▶ Exercise aim:
Every line of the material is to be repeated exactly as it stands.

▶ Dataset records:
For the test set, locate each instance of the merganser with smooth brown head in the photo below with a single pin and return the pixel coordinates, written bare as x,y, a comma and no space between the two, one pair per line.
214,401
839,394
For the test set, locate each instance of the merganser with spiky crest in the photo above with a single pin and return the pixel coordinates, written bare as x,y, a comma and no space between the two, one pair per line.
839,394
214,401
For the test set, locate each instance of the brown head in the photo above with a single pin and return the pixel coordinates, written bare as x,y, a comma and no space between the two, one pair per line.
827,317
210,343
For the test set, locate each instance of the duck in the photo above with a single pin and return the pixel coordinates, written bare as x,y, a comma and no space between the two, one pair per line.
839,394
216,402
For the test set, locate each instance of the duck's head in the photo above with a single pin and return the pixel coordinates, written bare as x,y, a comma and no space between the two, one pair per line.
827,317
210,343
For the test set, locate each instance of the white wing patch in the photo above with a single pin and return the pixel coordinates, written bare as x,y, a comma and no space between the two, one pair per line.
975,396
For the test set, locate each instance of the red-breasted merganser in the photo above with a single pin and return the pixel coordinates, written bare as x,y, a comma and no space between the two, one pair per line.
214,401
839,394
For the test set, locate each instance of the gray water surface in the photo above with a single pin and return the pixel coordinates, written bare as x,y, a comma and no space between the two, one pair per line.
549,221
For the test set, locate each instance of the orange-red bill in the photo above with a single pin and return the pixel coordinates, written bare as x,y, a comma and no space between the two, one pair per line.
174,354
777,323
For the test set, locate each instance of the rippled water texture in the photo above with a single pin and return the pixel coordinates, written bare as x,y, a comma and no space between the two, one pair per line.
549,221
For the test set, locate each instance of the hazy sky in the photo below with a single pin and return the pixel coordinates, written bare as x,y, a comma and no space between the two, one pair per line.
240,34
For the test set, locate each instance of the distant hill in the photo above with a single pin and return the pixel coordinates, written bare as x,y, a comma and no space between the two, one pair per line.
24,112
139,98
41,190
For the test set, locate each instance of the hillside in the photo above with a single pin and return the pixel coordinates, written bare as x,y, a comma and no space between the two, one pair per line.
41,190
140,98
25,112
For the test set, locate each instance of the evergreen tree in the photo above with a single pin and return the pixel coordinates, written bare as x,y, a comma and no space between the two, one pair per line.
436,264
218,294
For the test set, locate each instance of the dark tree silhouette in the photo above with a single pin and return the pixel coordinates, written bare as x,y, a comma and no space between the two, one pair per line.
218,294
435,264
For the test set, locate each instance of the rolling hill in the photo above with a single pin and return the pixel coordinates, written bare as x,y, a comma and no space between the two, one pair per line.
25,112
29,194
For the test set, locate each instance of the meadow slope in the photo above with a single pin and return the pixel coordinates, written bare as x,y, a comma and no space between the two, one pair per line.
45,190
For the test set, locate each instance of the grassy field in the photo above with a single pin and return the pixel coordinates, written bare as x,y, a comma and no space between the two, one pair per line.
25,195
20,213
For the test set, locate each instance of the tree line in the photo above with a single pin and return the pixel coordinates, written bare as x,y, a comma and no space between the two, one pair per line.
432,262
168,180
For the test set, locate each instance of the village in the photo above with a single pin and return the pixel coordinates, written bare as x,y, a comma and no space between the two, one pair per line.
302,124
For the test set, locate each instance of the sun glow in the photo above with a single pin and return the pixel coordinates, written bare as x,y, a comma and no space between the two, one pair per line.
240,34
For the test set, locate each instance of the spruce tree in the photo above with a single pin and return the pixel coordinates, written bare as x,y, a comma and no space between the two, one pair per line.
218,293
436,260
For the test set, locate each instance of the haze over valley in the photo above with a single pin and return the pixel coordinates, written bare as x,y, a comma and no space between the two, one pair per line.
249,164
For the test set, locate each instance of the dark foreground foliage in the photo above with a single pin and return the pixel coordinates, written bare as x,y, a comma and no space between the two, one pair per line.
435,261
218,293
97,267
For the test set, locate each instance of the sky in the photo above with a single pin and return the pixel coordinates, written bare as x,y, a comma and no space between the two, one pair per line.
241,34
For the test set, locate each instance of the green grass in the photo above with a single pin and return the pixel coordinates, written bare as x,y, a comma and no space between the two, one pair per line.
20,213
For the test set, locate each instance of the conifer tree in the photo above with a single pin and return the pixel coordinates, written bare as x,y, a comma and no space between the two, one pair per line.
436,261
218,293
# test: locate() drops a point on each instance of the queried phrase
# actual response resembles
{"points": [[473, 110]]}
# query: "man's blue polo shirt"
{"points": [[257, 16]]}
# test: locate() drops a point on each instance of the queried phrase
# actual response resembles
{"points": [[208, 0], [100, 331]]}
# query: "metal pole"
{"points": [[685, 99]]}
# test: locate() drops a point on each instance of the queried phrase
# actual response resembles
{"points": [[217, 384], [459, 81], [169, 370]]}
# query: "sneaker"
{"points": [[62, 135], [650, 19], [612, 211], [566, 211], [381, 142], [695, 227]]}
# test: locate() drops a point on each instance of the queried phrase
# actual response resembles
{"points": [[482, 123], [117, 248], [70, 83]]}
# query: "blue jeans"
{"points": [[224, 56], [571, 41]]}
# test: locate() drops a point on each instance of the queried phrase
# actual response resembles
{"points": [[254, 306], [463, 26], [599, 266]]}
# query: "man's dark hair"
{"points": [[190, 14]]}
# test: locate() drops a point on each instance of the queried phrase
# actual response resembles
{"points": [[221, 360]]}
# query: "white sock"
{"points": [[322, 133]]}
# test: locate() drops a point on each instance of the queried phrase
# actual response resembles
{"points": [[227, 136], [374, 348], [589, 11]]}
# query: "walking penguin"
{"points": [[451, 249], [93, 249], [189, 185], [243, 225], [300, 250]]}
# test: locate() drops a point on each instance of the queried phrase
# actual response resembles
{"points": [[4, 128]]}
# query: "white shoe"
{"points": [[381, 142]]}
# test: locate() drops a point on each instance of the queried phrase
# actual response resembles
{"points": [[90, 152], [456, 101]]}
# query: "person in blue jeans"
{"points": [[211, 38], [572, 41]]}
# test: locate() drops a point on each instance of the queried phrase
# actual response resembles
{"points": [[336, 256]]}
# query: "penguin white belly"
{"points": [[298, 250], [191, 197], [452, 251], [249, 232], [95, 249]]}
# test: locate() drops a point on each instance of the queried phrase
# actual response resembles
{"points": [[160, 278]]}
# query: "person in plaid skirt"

▶ Output of the exercise:
For the test set, locate each instance of the merganser with smooth brown head in the photo below with a single pin and return the pixel coordinates, written bare as x,y, a comma and no space between the two, one pair per line.
214,401
839,394
For the test set, locate each instance of the merganser with spiky crest in the photo above with a single pin and return the pixel coordinates, written bare as x,y, a comma and no space between the two, one pair per line.
839,394
214,401
For the test set, locate each instance of the brown head in the photo above with a single pin and return the pixel coordinates, written bare as x,y, a comma and no space between the two, one pair per line.
827,317
210,343
For the test set, locate each instance of the duck in the photo above with a single pin and return the pixel coordinates, written bare as x,y, a comma and no space between the two, one pair per line.
839,394
216,402
For the test set, locate each instance of the duck's head in the photo above with a single pin and return the pixel coordinates, written bare as x,y, a comma and no space between the two, one pair per line.
827,317
210,343
For the test set, locate each instance of the white wing patch in the photo above with a single pin and return the pixel coordinates, written bare as x,y, a comma and no space between the two, one pair per line.
975,396
For the test set, locate each instance of the red-breasted merganser in the photo above with a single pin and return the pixel coordinates, written bare as x,y, a comma and no space between the two, one pair per line.
214,401
839,394
For the test set, locate each instance of the gray water surface in the photo above with a single pin and return the pixel coordinates, written bare as x,y, a comma and no space between the two, one pair per line.
549,221
For the test set, locate each instance of the orange-red bill in the photo above with a single pin and return the pixel coordinates, written bare as x,y, a comma and no space between the two, one pair per line.
174,354
777,323
For the test set, locate each instance of the rippled water texture in the photo above with a single pin and return the pixel coordinates, written bare as x,y, a comma and no space between the two, one pair per line.
549,221
For the test set, locate each instance of the hazy sky in the photo below with a single pin and return the pixel coordinates, written bare as x,y, a comma and no space between the two, one pair per line.
240,34
For the test set, locate each instance of the distant hill in the photo above with a single pin and return the pixel coordinates, written bare as x,y, a comma and no space between the two, one pair per line.
24,112
139,98
41,190
For the test set, locate each instance of the hillside in the photo above with a single pin and return the pixel coordinates, written bare as x,y, a comma and no space between the two, one pair per line.
41,190
140,98
25,112
For the test set, locate each instance of the evergreen tree in the photo above with a single pin and return the pixel coordinates, written bare as x,y, a comma and no space between the two, one pair per line.
436,264
218,294
For the test set, locate each instance of the dark tree silhouette in the photo above with a single pin and return the pixel coordinates, written bare as x,y, a comma and no space between the two, one pair per line.
218,294
435,264
For the test set, locate each instance of the rolling hill in the photo above with a single pin and return the pixel coordinates, written bare as x,y, a comma and no space between the two, one pair per line.
25,112
29,194
For the test set, locate each instance of the meadow slope in the photo above with a single pin and return the pixel coordinates, written bare as x,y, a comma and no space between the two, one pair per line.
45,190
For the test set, locate each instance of the grassy field in the photo above with a single pin and return the pixel coordinates, written bare as x,y, a comma and no space between the two, one pair per line.
25,195
20,213
For the test set, locate each instance of the tree line in the photo above with a single pin and return the pixel coordinates, written bare as x,y, a comma and no space between the two, one pair per line.
432,262
168,180
For the test set, locate each instance of the village in the photo above with a single pin and return the pixel coordinates, written bare as x,y, a comma and no space between the two, one pair per line.
302,124
For the test set, locate each instance of the sun glow in the photo above with a single pin and return the pixel coordinates, written bare as x,y, a comma and no space between the two, one pair per line.
240,34
For the test set, locate each instance of the spruce tree in the photo above with a single pin and return the pixel coordinates, written bare as x,y, a comma and no space between the two, one pair per line.
218,293
436,260
For the test set, locate each instance of the haze over valley in the photo above with a single pin and return the pixel coordinates, written bare as x,y, a comma and no space between the two, one pair per line.
249,164
For the test set, locate each instance of the dark foreground foliage in the photo above with a single pin and return the pixel coordinates, written bare as x,y, a comma and no space between the two, one pair per line.
435,261
218,293
97,267
For the test set, locate each instance of the sky in the photo above with a single pin and return the pixel coordinates, written bare as x,y, a comma and no space between the two, one pair per line.
241,34
For the test set, locate each instance of the green grass in the photo above with a single pin and return the pixel coordinates, written bare as x,y, a comma and no space between the two, one pair per line.
20,213
For the test set, locate each instance of the conifer tree in the photo above with a single pin and return the pixel coordinates, written bare as x,y, a comma and no space between the two, one pair per line.
436,261
218,293
# test: locate() drops a point on each instance of the queried phrase
# actual response resembles
{"points": [[473, 110]]}
# query: "man's blue polo shirt"
{"points": [[257, 16]]}
# test: locate() drops a point on each instance of the queried phrase
# actual response resembles
{"points": [[208, 0], [100, 331]]}
# query: "metal pole"
{"points": [[685, 99]]}
# test: locate() drops a point on each instance of the queried phrase
# actual response resembles
{"points": [[217, 384], [459, 81], [169, 370]]}
# query: "sneaker"
{"points": [[62, 135], [650, 19], [612, 211], [566, 211], [381, 142], [695, 227]]}
# test: locate() drops a point on each instance of the queried phrase
# actual response resembles
{"points": [[482, 123], [117, 248], [70, 83]]}
# query: "blue jeans"
{"points": [[224, 56], [571, 41]]}
# test: locate() drops a point on each instance of the queried phrase
# actual response resembles
{"points": [[254, 306], [463, 26], [599, 266]]}
# query: "man's dark hair"
{"points": [[190, 14]]}
# test: locate() drops a point on each instance of the queried phrase
# actual response resembles
{"points": [[221, 360]]}
# query: "white sock"
{"points": [[322, 133]]}
# test: locate() drops a point on each instance of the queried phrase
# actual response resembles
{"points": [[227, 136], [374, 348], [589, 11]]}
# query: "walking penguin"
{"points": [[451, 249], [93, 249], [189, 185], [243, 225], [300, 250]]}
# test: locate() drops a point on each instance of the queried phrase
# actual response resembles
{"points": [[4, 128]]}
# query: "white shoe"
{"points": [[381, 142]]}
# test: locate() drops a point on each instance of the queried phrase
# actual response resembles
{"points": [[90, 152], [456, 101]]}
# query: "person in blue jeans"
{"points": [[211, 38], [572, 41]]}
# test: locate() drops a point on each instance of the queried phrase
# actual response resembles
{"points": [[336, 256]]}
# query: "penguin white belly"
{"points": [[298, 250], [191, 197], [452, 251], [249, 232], [95, 249]]}
# test: locate() drops a point on each instance of the queried phrase
# actual response resembles
{"points": [[160, 278]]}
# query: "person in plaid skirt"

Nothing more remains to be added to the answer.